(Coordinate labeling data)
***

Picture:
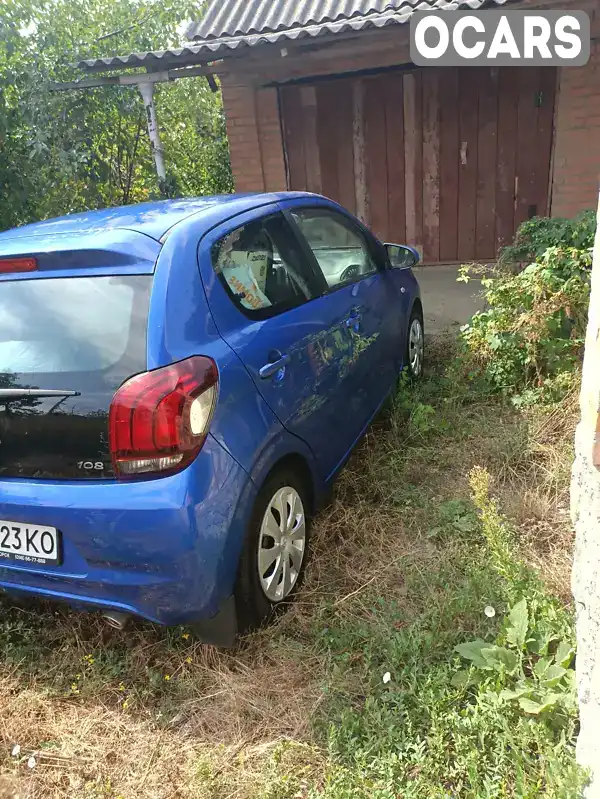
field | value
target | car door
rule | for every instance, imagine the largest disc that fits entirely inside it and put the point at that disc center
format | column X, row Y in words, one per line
column 271, row 308
column 356, row 276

***

▶ [Task instructions] Reproduce the material above in full and without alteration, but skip all pictures.

▶ [Output below]
Picture:
field | value
target | car door
rule | for every instance, imagine the largest disc that fits entirely inside it and put the point at that disc center
format | column X, row Y in words, one per line
column 271, row 308
column 356, row 276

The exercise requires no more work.